§ Task to carry out:
Set down a precise copy of the whole listing.

§ Records for this exercise:
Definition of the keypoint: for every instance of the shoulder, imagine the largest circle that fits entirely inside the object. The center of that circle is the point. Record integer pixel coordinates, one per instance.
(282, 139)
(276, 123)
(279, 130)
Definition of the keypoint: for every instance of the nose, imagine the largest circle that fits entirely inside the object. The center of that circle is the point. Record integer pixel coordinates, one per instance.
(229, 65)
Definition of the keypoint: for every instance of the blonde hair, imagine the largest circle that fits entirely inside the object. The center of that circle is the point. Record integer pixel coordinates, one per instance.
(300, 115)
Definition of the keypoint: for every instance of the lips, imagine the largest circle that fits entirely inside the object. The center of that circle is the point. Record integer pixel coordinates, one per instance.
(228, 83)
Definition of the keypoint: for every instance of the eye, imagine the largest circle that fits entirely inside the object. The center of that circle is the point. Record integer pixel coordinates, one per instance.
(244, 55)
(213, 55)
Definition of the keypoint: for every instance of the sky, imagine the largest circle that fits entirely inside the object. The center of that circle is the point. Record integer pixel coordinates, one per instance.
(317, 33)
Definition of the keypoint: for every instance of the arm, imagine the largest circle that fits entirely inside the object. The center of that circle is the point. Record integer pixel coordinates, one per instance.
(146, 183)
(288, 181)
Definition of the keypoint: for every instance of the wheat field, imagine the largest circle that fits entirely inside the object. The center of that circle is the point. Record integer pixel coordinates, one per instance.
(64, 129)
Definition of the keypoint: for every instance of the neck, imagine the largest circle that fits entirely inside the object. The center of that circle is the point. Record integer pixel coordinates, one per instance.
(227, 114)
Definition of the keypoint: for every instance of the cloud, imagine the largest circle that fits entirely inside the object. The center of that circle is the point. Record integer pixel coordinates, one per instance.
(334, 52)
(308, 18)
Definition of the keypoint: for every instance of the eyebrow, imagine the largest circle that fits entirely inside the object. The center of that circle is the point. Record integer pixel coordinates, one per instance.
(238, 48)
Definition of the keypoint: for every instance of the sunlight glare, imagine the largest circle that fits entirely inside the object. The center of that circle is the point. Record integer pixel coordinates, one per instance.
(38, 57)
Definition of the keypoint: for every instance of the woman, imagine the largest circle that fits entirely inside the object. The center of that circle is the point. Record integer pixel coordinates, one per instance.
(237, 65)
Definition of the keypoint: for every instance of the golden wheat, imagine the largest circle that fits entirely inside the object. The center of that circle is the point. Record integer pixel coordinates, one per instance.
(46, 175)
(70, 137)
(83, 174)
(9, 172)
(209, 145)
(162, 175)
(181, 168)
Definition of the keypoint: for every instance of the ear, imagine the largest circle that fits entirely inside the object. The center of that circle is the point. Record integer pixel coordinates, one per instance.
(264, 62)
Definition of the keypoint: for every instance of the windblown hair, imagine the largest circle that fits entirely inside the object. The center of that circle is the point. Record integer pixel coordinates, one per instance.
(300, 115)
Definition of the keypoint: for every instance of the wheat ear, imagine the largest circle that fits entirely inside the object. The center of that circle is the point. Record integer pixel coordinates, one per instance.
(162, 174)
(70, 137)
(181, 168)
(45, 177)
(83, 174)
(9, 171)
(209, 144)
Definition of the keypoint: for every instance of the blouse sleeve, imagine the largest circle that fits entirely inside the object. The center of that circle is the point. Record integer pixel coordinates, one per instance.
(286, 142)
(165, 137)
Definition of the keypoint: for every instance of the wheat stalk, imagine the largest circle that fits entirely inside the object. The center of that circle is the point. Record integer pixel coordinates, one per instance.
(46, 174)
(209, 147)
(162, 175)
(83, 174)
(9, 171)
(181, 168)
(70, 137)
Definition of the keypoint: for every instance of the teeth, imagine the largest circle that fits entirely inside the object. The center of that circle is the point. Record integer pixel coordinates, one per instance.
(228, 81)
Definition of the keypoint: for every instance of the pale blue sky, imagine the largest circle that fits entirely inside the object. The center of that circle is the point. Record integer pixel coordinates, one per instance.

§ Response area:
Definition of the keypoint: for every instance of the shoulder, imagine the largest circle that fits entirely inside the object. The center of that circle is the point. Record integer pixel coordinates, one per instance.
(282, 139)
(276, 123)
(279, 130)
Definition of the keypoint: for every instance of the nose, imagine the largest circle that fits entirely inside the object. The center of that circle is the point. Record integer pixel coordinates, one per instance.
(229, 65)
Definition of the keypoint: for every instance of the blonde hair, imagine the largest circle that fits entirely inside the object. The center of that circle is the point. Record integer pixel coordinates, one per instance.
(300, 115)
Definition of the keypoint: for every instance of the lips, imagine the largest circle that fits entirely inside the object. The center of that circle is the point. Record integer pixel coordinates, one per instance.
(228, 83)
Definition of the keypoint: for every instance of the eye, imagine the largest circle that fits entirely inside the object. The center of that circle is the point. Record integer pixel coordinates, one per instance.
(244, 55)
(213, 55)
Definition of the keypoint: for every instance of the sky, imagine the largest circle that fits entirely inside the object. The center of that circle is the point. Record integer pixel coordinates, one per instance.
(317, 33)
Definition of the keypoint: for every instance of the arm, imagine the largest circle that fits entirely inside the object. The center of that circle is the point. Record integer pixel coordinates, one per instance.
(146, 183)
(288, 181)
Definition of the keypoint: for every instance of the wheat field, imagine the largest circle that fits entirely inside the object. The center of that circle is the point. Record integer pixel coordinates, one per instance.
(64, 129)
Definition of the keypoint: for every instance of the neck, imagine the largest circle that fits entirely inside the object. The center of that circle is the point. Record integer pixel coordinates, one per instance.
(227, 114)
Definition of the keypoint: for every instance of the cloud, imagine the largest circle that fits entirely inside the object. The center of that circle is the point. Record integer pixel coordinates, one per instance.
(334, 52)
(308, 18)
Definition of the keypoint: for every instance of the eyebrow, imagine the largest circle that fits entirely inside the object. The center of that circle is the point. Record integer pixel coordinates, one per instance.
(238, 48)
Definition of the keypoint: for every instance of the sunlight glare, imagine the largest circle that fits entirely inside the object. The center of that circle is the point. Record integer pixel coordinates, one per instance.
(38, 57)
Definition of the keypoint: for every instance of the woman, imagine the largest circle that fits entirely inside the object. The center of that circle is the point. Record integer pixel coordinates, one per instance.
(237, 65)
Definition of the keypoint: for every instance of the golden wheat, imagine the largest circle that fits entirely inside the object. The center of that circle is the point. Record integer pixel coordinates, one per instance.
(46, 175)
(70, 137)
(83, 174)
(9, 172)
(209, 145)
(162, 175)
(181, 168)
Definition of the keypoint: for every instance of the ear, imagine the largest circle that fits entirely inside the object. The center of that circle is the point. Record integer pixel coordinates, one per instance.
(264, 62)
Definition of the keypoint: for every instance of the windblown hair, imagine the largest circle that fits entirely inside the object. The center of that circle is the point. Record integer pixel coordinates, one per instance.
(300, 115)
Definition of the keypoint: for every instance of the wheat ear, imagine the largest circle that fits entirely inside the object. The center of that circle is the point. Record integer pixel coordinates, one per instance.
(162, 174)
(70, 137)
(181, 168)
(45, 177)
(83, 174)
(9, 171)
(209, 144)
Definition of the keypoint: for every instance of the blouse sleeve, imagine the largest circle that fits entirely inside the object. The center of that circle is the point. Record integer pixel coordinates, one per instance.
(286, 142)
(165, 137)
Definition of the keypoint: for every instance of the wheat stalk, imagine the largest circle that fits entirely inside the object. The center of that circle is the point. Record integer pixel coordinates, one per instance.
(46, 174)
(209, 147)
(162, 175)
(83, 174)
(9, 171)
(181, 168)
(70, 137)
Definition of the keypoint: for every instance of the teeth, imagine the largest circle that fits entirely inside the object. The center of that circle is the point. Record integer pixel coordinates, one per instance.
(228, 81)
Definition of the keypoint: for every instance of the pale blue sky, imagine the largest circle that fits entirely inside the object. The center of that circle is the point. Record integer pixel coordinates, one per instance.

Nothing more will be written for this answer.